* [Exercise brief]
Reproduce word for word the portion of the article on the National Gallery's exhibition in Shanghai from "Up until then, the" up to and including "attendance of 323,827.".

Visitors at the Shanghai Museum admire Sassoferrato’s The Virgin in Prayer (1640-50) at the record-breaking exhibition Botticelli to Van Gogh: Masterpieces from the National Gallery, London Sipa US/Alamy Live News
The National Gallery has just staged its most popular charging exhibition ever, not in its London home but in China.
Botticelli to Van Gogh: Masterpieces from the National Gallery, London closed at the Shanghai Museum on 7 May, attracting over 420,000 visitors in its 15-week run, equivalent to more than 4,300 a day, who each paid 100 yuan ($14) to see the show.
Up until then, the National Gallery’s most successful charging exhibition had been Leonardo da Vinci: Painter at the Court of Milan, which attracted 3,680 people a day to the museum in 2011-12, for a total attendance of 323,827.
Botticelli to Van Gogh was conceived as a concise history of Western painting and comprises 52 loans from the National Gallery’s permanent collection, including works by Raphael, Caravaggio, Rembrandt, Constable, Turner, and Monet. It is now on display at the National Museum of Korea in Seoul (until 9 October) and then travels to its final venue, the Hong Kong Palace Museum (15 November-4 March 2024).

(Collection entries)
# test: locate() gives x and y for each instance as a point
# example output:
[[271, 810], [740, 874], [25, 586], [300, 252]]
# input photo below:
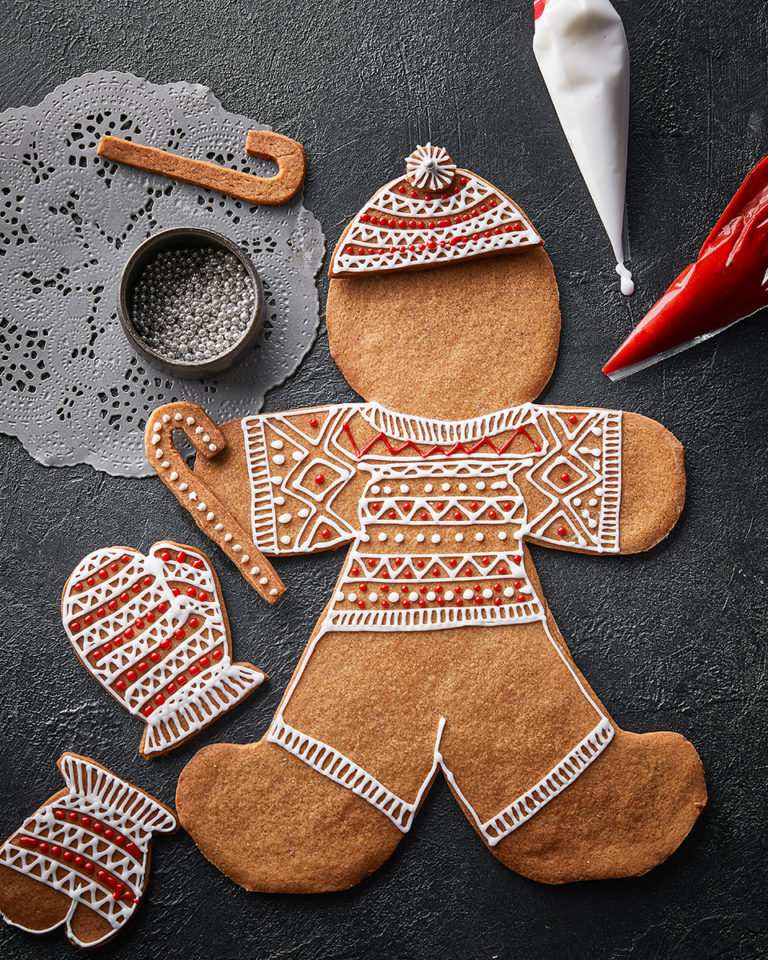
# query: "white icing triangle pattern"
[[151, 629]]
...
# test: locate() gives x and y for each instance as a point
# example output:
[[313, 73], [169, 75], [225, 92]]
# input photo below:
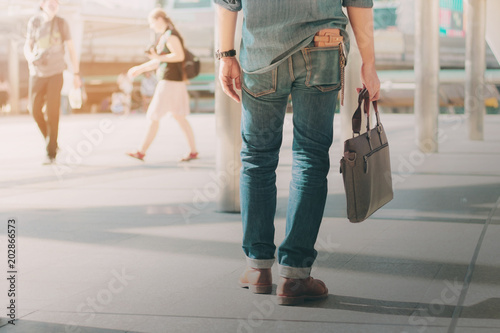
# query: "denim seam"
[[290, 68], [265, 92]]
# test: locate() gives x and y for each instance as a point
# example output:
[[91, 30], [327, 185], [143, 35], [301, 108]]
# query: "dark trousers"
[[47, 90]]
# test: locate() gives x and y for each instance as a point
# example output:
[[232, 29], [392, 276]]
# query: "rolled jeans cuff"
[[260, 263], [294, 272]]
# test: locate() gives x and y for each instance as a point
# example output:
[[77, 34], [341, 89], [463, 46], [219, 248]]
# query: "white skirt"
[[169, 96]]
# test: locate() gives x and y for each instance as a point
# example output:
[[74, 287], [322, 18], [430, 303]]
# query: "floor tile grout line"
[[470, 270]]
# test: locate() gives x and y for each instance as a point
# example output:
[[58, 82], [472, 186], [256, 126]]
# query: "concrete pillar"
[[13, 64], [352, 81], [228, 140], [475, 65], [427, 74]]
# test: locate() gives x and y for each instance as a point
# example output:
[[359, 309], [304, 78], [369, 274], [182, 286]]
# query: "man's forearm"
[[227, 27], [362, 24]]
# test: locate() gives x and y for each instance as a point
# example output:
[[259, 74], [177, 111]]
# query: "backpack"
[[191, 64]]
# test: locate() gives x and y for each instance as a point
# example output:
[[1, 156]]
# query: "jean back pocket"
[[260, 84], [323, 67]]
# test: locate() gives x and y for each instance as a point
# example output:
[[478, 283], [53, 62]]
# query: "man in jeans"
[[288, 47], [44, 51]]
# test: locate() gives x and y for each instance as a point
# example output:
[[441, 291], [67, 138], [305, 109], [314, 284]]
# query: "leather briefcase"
==
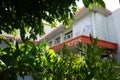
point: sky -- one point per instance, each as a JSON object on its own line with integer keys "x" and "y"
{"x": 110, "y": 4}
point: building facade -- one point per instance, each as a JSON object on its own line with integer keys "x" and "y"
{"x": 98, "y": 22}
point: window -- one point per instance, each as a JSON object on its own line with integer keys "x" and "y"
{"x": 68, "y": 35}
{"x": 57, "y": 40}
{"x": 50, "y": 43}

* [Task answer]
Up until then, the National Gallery’s most successful charging exhibition had been Leonardo da Vinci: Painter at the Court of Milan, which attracted 3,680 people a day to the museum in 2011-12, for a total attendance of 323,827.